AIM = Output the records exactly. Include every line.

Dataset records =
━━━━━━━━━━━━━━━━━━━━━━━━━━━━━━

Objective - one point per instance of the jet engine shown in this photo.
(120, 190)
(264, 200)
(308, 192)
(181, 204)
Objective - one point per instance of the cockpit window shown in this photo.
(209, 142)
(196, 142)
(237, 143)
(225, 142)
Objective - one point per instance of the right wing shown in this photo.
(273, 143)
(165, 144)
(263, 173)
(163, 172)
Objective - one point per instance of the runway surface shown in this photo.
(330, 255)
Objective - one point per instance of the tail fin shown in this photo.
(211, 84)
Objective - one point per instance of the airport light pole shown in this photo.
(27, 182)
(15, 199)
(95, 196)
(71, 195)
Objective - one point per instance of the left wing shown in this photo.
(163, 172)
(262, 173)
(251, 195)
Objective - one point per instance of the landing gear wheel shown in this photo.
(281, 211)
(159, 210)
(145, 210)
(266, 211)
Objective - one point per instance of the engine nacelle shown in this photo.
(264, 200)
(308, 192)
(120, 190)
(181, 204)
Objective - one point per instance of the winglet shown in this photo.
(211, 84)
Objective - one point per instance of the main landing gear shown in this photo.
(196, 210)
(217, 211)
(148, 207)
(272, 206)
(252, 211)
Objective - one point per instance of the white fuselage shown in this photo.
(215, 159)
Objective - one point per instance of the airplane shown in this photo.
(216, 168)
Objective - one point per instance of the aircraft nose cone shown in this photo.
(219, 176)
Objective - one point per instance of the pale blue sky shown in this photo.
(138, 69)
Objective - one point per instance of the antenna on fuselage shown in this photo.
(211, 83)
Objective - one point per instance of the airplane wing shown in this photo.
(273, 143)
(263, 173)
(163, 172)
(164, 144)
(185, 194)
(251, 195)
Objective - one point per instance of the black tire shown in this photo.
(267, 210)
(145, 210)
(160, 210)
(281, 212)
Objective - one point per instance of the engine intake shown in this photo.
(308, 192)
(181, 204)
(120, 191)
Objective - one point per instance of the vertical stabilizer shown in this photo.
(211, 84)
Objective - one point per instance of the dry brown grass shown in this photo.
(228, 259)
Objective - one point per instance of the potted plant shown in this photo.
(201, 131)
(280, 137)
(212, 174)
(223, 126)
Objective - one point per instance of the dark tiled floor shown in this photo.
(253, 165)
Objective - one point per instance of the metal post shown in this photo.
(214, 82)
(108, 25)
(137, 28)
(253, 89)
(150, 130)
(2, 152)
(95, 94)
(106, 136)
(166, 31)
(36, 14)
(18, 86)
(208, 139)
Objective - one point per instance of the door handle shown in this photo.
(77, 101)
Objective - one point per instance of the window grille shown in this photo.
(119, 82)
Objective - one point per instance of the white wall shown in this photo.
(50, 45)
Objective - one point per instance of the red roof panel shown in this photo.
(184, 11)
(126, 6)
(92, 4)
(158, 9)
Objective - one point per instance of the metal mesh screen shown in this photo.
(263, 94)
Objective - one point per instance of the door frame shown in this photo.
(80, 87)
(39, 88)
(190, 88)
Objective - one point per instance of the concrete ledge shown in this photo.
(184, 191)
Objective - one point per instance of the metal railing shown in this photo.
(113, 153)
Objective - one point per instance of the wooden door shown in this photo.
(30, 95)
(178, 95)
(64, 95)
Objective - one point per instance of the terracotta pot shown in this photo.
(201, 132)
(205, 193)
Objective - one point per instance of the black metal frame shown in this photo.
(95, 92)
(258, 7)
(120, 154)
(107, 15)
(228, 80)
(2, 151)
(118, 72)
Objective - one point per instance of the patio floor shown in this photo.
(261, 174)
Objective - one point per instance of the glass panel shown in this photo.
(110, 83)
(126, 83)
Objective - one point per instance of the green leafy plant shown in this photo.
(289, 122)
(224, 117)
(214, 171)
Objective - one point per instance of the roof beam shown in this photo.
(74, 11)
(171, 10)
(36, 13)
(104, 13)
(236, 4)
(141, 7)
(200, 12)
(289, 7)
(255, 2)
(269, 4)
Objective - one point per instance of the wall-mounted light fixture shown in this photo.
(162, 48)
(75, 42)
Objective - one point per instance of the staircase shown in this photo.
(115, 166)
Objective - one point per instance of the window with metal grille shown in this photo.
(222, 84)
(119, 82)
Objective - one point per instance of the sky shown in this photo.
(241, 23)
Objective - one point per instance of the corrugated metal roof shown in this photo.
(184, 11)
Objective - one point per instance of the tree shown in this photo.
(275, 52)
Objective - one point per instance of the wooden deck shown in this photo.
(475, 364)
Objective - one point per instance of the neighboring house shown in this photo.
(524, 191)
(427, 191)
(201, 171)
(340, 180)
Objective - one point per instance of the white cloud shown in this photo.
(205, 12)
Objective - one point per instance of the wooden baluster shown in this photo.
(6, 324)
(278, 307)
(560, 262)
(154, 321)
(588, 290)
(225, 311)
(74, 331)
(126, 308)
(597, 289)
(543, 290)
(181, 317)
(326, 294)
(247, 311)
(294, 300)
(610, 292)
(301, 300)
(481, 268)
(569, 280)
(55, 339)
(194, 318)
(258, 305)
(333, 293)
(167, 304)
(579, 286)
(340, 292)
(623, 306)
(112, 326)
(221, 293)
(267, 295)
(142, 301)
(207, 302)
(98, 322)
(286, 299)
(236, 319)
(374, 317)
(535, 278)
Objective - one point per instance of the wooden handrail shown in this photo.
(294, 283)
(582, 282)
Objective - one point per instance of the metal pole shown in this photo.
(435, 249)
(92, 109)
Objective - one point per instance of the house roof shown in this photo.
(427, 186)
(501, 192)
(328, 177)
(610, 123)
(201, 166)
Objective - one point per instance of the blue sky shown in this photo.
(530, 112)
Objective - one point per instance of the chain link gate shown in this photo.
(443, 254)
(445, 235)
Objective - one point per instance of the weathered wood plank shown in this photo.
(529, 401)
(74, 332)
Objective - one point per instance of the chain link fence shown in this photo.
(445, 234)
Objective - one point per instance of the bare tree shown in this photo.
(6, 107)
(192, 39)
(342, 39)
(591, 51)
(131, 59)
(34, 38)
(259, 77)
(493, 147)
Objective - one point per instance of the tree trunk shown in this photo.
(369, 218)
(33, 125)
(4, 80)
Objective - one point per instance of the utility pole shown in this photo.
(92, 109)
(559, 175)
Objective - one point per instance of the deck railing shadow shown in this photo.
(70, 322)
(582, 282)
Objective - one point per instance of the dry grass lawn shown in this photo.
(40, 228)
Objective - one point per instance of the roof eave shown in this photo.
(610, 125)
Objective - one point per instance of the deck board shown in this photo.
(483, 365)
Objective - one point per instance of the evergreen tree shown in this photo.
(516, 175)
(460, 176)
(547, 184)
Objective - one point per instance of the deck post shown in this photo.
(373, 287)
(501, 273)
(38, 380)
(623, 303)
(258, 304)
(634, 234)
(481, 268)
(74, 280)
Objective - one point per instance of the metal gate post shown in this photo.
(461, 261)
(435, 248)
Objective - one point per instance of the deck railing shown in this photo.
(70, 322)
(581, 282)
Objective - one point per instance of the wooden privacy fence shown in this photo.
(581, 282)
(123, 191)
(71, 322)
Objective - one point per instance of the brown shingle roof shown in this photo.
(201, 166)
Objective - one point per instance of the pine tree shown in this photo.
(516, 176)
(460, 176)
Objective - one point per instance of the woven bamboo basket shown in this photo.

━━━━━━━━━━━━━━━━━━━━━━━━━━━━━━

TASK OUTPUT =
Objective - one point per instance of the jet engine shown in this photo.
(120, 190)
(264, 200)
(308, 192)
(181, 204)
Objective - one point per instance of the cockpit window shown in this photo.
(209, 142)
(196, 142)
(237, 143)
(225, 142)
Objective - one point per instance of the right wing shown in this photo.
(273, 143)
(165, 144)
(263, 173)
(163, 172)
Objective - one point per instance of the runway surface shown in this photo.
(330, 255)
Objective - one point per instance of the tail fin shown in this photo.
(211, 84)
Objective - one point per instance of the airport light pole shown in this photo.
(27, 182)
(15, 199)
(95, 196)
(71, 195)
Objective - one point per instance of the left wing shown in this photo.
(163, 172)
(262, 173)
(251, 195)
Objective - one point per instance of the landing gear wheel shown in this photo.
(281, 211)
(159, 210)
(145, 210)
(266, 211)
Objective - one point per instance of the engine nacelle shown in this photo.
(264, 200)
(308, 192)
(120, 190)
(181, 204)
Objective - one point per instance of the winglet shown in this photo.
(211, 84)
Objective - one point per instance of the main landing gear shown in this photo.
(196, 210)
(217, 211)
(148, 207)
(272, 206)
(252, 211)
Objective - one point per instance of the white fuselage shown in this photo.
(215, 159)
Objective - one point per instance of the airplane shown in this photo.
(216, 168)
Objective - one point per instance of the aircraft nose cone shown in this photo.
(219, 176)
Objective - one point per instance of the pale blue sky shown in this photo.
(138, 69)
Objective - one point per instance of the antenna on fuselage shown in this photo.
(211, 83)
Objective - one point per instance of the airplane wing shown in this photo.
(273, 143)
(263, 173)
(163, 172)
(164, 144)
(185, 194)
(251, 195)
Objective - one point per instance of the black tire shown in this photo.
(267, 210)
(145, 210)
(160, 210)
(281, 212)
Objective - one point per instance of the engine intake shown in this photo.
(308, 192)
(181, 204)
(120, 191)
Objective - one point per instance of the vertical stabilizer shown in this photo.
(211, 84)
Objective - one point per instance of the dry brown grass shown in this photo.
(228, 259)
Objective - one point per instance of the potted plant shown in this photo.
(201, 131)
(280, 137)
(212, 174)
(223, 126)
Objective - one point per instance of the dark tiled floor shown in this photo.
(253, 165)
Objective - one point per instance of the metal post shown in this photo.
(214, 82)
(108, 25)
(137, 28)
(253, 89)
(150, 130)
(2, 152)
(95, 94)
(106, 136)
(166, 31)
(36, 14)
(18, 86)
(208, 139)
Objective - one point per instance of the door handle shown in this photo.
(77, 101)
Objective - one point per instance of the window grille shown in this photo.
(119, 82)
Objective - one point per instance of the white wall shown in this photo.
(50, 45)
Objective - one point per instance of the red roof panel shown in this photo.
(184, 11)
(126, 6)
(92, 4)
(158, 9)
Objective - one point per instance of the metal mesh screen shown in this photo.
(263, 94)
Objective - one point per instance of the door frame shown in this photo.
(80, 87)
(39, 88)
(190, 88)
Objective - one point per instance of the concrete ledge shown in this photo.
(184, 191)
Objective - one point per instance of the metal railing shown in this photo.
(113, 153)
Objective - one point per instance of the wooden door shown in this photo.
(30, 95)
(178, 95)
(64, 95)
Objective - one point per instance of the terracotta pot shown in this photo.
(201, 132)
(205, 193)
Objective - one point per instance of the black metal frame shown in this photo.
(95, 92)
(258, 7)
(120, 154)
(107, 15)
(228, 80)
(2, 151)
(118, 72)
Objective - one point per instance of the patio floor shown in this photo.
(261, 174)
Objective - one point per instance of the glass panel shown in this photo.
(110, 83)
(126, 83)
Objective - one point per instance of the green leafy plant shown in this photo.
(289, 122)
(224, 117)
(214, 171)
Objective - one point per instance of the roof beam shown in this photo.
(74, 11)
(171, 10)
(36, 13)
(104, 13)
(236, 4)
(141, 7)
(200, 12)
(289, 7)
(255, 2)
(269, 4)
Objective - one point per instance of the wall-mounted light fixture shown in this photo.
(162, 48)
(75, 42)
Objective - one point per instance of the staircase shown in this photo.
(115, 166)
Objective - one point per instance of the window with metal grille shown in this photo.
(222, 84)
(119, 82)
Objective - one point per instance of the sky shown in this photo.
(241, 23)
Objective - one point per instance of the corrugated metal roof shown in this photo.
(184, 11)
Objective - one point per instance of the tree shown in this photo.
(275, 52)
Objective - one point per instance of the wooden deck shown in this photo.
(475, 364)
Objective - one point per instance of the neighboring house shown in this photo.
(524, 191)
(427, 191)
(201, 171)
(340, 180)
Objective - one point per instance of the white cloud shown in this photo.
(205, 12)
Objective - one point per instance of the wooden baluster shown in this photo.
(6, 324)
(278, 307)
(560, 262)
(154, 321)
(588, 290)
(225, 311)
(74, 331)
(126, 308)
(597, 289)
(543, 290)
(181, 317)
(326, 294)
(247, 311)
(294, 300)
(610, 292)
(301, 300)
(481, 268)
(569, 280)
(55, 339)
(194, 318)
(258, 305)
(333, 293)
(167, 304)
(579, 286)
(340, 292)
(623, 306)
(112, 326)
(221, 293)
(267, 295)
(142, 301)
(207, 302)
(98, 322)
(286, 299)
(236, 319)
(374, 317)
(535, 278)
Objective - one point per instance of the wooden handrail shown in this photo.
(294, 283)
(582, 282)
Objective - one point per instance of the metal pole shown in this photo.
(435, 249)
(92, 109)
Objective - one point per instance of the house roof shown in this photo.
(427, 186)
(501, 192)
(328, 177)
(610, 123)
(201, 166)
Objective - one point per instance of the blue sky shown in this photo.
(530, 112)
Objective - one point per instance of the chain link gate shown in this photo.
(443, 254)
(445, 235)
Objective - one point per instance of the weathered wood plank shown in this photo.
(529, 401)
(74, 332)
Objective - one point per instance of the chain link fence shown in this photo.
(445, 234)
Objective - one point per instance of the bare tree shown in this photo.
(6, 107)
(192, 39)
(342, 39)
(591, 51)
(131, 59)
(34, 38)
(259, 77)
(493, 147)
Objective - one point per instance of the tree trunk shown in this photo.
(369, 218)
(33, 125)
(4, 80)
Objective - one point per instance of the utility pole shown in this photo.
(92, 109)
(559, 175)
Objective - one point per instance of the deck railing shadow shown in this photo.
(70, 322)
(582, 282)
Objective - one point per instance of the dry grass lawn shown in this photo.
(40, 228)
Objective - one point per instance of the roof eave shown in this photo.
(610, 125)
Objective - one point per instance of the deck board shown in this photo.
(483, 365)
Objective - one point per instance of the evergreen tree shown in this photo.
(516, 175)
(460, 176)
(547, 184)
Objective - one point per instance of the deck post shown in this photo.
(373, 287)
(501, 273)
(38, 380)
(623, 303)
(258, 304)
(634, 234)
(481, 268)
(74, 280)
Objective - one point per instance of the metal gate post shown in this photo.
(461, 261)
(435, 248)
Objective - one point per instance of the deck railing shown in this photo.
(70, 322)
(581, 282)
Objective - one point per instance of the wooden privacy fence shown in this photo.
(581, 282)
(123, 191)
(71, 322)
Objective - one point per instance of the brown shingle roof shown in this photo.
(201, 166)
Objective - one point per instance of the pine tree shown in this photo.
(516, 176)
(460, 176)
Objective - one point per instance of the woven bamboo basket shown in this photo.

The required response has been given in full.